── SUPPLIED MATERIAL ──

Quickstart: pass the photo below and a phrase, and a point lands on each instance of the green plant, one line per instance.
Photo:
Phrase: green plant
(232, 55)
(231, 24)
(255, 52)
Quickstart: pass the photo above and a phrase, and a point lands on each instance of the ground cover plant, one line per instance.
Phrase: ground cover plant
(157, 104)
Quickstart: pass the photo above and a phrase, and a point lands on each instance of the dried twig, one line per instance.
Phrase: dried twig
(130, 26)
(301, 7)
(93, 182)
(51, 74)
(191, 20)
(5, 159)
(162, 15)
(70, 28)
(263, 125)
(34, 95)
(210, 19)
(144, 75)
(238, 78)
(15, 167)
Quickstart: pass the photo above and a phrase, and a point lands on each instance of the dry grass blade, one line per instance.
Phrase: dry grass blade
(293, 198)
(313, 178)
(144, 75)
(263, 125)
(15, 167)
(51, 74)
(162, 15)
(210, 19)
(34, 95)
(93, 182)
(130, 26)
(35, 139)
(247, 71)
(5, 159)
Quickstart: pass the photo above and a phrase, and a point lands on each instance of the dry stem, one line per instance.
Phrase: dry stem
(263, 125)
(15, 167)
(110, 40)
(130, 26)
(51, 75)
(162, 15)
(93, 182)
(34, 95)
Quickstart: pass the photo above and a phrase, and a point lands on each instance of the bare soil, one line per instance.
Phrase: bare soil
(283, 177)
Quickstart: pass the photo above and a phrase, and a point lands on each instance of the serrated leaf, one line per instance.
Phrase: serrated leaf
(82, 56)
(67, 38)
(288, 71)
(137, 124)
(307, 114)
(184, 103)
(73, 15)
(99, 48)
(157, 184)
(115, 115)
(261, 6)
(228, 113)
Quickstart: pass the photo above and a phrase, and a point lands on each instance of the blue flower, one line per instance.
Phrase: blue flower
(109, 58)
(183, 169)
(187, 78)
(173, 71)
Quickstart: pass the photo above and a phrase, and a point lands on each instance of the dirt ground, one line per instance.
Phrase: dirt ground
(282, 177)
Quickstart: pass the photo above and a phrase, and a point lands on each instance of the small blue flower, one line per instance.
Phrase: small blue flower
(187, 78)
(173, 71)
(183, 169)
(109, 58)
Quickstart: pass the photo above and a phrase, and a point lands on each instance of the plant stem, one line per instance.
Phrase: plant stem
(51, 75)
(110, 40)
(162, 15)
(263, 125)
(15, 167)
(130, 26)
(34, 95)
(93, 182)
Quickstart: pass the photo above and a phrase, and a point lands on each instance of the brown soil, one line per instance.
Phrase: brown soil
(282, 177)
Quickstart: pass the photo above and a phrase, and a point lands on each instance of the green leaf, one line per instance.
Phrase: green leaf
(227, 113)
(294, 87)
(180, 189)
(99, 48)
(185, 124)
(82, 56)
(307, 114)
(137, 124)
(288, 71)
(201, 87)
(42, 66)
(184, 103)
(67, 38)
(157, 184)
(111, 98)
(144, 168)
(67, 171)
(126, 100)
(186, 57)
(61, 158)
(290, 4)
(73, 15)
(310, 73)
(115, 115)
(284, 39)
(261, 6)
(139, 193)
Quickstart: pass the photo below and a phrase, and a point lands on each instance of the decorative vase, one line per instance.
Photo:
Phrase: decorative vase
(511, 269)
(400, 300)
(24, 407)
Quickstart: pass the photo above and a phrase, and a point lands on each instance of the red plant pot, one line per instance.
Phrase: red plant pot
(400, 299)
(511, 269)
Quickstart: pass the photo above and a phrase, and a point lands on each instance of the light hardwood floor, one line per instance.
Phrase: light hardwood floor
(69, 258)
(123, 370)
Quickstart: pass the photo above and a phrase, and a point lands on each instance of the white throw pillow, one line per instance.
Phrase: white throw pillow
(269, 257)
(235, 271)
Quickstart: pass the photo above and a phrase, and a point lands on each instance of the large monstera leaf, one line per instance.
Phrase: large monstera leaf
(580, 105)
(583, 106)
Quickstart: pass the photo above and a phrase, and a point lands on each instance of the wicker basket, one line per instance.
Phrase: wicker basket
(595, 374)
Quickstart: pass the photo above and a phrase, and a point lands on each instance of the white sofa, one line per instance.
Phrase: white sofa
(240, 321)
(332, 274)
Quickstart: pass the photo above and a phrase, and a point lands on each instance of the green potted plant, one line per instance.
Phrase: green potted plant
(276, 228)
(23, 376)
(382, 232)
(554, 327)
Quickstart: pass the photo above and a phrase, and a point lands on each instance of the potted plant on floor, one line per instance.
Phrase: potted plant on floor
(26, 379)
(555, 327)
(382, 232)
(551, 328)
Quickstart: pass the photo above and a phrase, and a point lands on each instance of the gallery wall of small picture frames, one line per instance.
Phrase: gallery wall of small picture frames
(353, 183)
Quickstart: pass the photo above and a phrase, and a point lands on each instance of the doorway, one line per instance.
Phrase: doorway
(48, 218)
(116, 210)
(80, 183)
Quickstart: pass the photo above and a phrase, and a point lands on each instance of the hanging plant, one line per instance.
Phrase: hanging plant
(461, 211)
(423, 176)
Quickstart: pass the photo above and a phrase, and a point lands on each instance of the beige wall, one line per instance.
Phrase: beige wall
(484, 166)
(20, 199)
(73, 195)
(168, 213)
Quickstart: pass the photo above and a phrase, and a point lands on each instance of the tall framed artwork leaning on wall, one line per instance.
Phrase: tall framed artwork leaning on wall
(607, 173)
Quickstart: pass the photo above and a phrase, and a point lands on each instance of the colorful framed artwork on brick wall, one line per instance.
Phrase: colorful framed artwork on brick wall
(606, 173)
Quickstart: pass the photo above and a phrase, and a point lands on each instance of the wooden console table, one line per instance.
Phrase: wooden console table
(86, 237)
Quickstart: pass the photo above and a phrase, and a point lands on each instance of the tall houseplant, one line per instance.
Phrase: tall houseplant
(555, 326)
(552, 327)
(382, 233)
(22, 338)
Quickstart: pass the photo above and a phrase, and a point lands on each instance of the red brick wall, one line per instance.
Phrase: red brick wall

───

*EXERCISE OBJECTIVE*: Set down the lines of the records exactly, from the first one through the line containing "dry stem, one line per instance.", and add nothing else.

*TASK OUTPUT*:
Quickstart: pass the photo below and a phrase, and a point lands on each instance of the green plant, one line per instance.
Photo:
Phrase: green plant
(232, 55)
(231, 24)
(255, 52)
Quickstart: pass the photo above and a phrase, and a point lands on each instance of the ground cover plant, one line per instance.
Phrase: ground cover plant
(157, 104)
Quickstart: pass the photo above and a phrase, and a point lands on each instance of the dried twig, one line per instance.
Phrase: dried twig
(130, 26)
(301, 7)
(93, 182)
(51, 74)
(191, 20)
(5, 159)
(162, 15)
(70, 28)
(263, 125)
(34, 95)
(210, 19)
(144, 75)
(238, 78)
(15, 167)
Quickstart: pass the photo above and a phrase, and a point lands on each instance of the dry grass blade, one line per instance.
Phrase: dry grass blade
(293, 198)
(313, 178)
(144, 75)
(263, 125)
(15, 167)
(51, 74)
(162, 15)
(210, 19)
(34, 95)
(93, 182)
(130, 26)
(35, 139)
(247, 71)
(5, 159)
Quickstart: pass the photo above and a phrase, and a point lands on each instance of the dry stem, one line per instance.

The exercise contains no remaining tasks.